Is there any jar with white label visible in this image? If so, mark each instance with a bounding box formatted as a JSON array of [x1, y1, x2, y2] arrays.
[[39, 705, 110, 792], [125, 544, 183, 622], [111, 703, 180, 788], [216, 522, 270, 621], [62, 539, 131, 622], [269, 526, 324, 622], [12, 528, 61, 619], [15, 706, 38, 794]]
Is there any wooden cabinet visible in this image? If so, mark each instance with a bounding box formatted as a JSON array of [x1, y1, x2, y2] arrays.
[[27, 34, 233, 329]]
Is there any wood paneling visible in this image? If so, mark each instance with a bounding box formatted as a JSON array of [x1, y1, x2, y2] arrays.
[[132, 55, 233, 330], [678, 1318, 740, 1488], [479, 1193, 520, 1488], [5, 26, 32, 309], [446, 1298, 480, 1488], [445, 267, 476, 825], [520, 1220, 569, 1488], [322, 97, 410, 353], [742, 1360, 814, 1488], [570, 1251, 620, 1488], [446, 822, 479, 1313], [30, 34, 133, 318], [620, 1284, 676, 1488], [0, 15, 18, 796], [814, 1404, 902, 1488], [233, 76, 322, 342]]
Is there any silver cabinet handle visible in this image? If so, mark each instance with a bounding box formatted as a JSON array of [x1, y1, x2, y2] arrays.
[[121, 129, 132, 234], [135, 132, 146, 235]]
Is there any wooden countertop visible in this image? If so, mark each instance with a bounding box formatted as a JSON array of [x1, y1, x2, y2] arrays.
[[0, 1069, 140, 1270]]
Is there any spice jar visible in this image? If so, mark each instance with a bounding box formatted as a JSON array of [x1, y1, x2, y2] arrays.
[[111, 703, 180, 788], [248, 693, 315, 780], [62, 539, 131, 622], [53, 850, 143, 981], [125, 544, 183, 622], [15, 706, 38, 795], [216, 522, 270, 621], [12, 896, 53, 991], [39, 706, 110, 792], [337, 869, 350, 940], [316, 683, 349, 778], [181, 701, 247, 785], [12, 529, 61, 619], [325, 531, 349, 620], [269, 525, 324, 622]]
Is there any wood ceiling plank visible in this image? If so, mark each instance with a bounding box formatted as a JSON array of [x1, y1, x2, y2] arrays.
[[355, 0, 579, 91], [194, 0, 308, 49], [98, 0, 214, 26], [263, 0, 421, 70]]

+ + + + +

**What to work on**
Exactly as they stand above, repeat all the records.

**Reply**
Is there any jar with white label visible in this image? If so, mark each instance with a bounding box formatted as a JSON array of [x1, y1, x2, y2] arrays.
[[39, 705, 110, 792], [125, 544, 183, 622], [111, 703, 180, 788], [216, 522, 270, 621], [62, 539, 131, 622], [269, 526, 324, 622], [12, 528, 61, 619], [15, 706, 38, 794]]
Is there any wooden cabinet visible in this image? If so, mark each instance with a bounding box formatted as a JSON array of [x1, y1, x2, y2] arrays.
[[27, 34, 233, 329]]
Is there any wood paneling visible in this image? If so, mark each instance with a bounding box formatted as a JSON array of [x1, y1, x2, y2] arrays.
[[132, 55, 233, 330], [678, 1318, 740, 1488], [479, 1193, 520, 1488], [5, 26, 32, 309], [446, 1298, 480, 1488], [445, 267, 476, 825], [520, 1220, 569, 1488], [322, 97, 410, 353], [742, 1360, 814, 1488], [570, 1251, 620, 1488], [446, 822, 479, 1313], [30, 34, 133, 318], [620, 1284, 676, 1488], [0, 15, 18, 796], [814, 1404, 902, 1488], [233, 76, 322, 342]]
Is there any silver cabinet handle visible in this image? If so, mark each instance with a bounding box formatted as a JSON array of [x1, y1, x2, y2] arrays.
[[121, 129, 132, 234], [135, 132, 146, 235]]
Is there any wooden countertop visible in this image? If so, mark each instance with a bounding box formatted as a JSON array of [x1, y1, x2, y2] arrays.
[[0, 1069, 140, 1270]]
Is there any spice jar visible in this image? If so, mark each instance with a bounding box formatted as a JSON array of [x1, y1, x2, y2] arrays.
[[111, 703, 180, 788], [248, 693, 315, 780], [62, 539, 131, 622], [53, 850, 143, 981], [125, 544, 183, 622], [15, 706, 38, 795], [216, 522, 270, 621], [12, 896, 53, 991], [39, 706, 110, 792], [337, 869, 350, 940], [316, 683, 349, 778], [181, 701, 247, 785], [12, 529, 61, 619], [325, 531, 349, 620], [269, 525, 324, 622]]
Is there any wood ceiling plank visible in this image? If so, mark each instance with a bounding box formatted as a JSON array of [x1, y1, x2, y2] arrays.
[[355, 0, 579, 91], [194, 0, 308, 49], [98, 0, 214, 26], [263, 0, 421, 70]]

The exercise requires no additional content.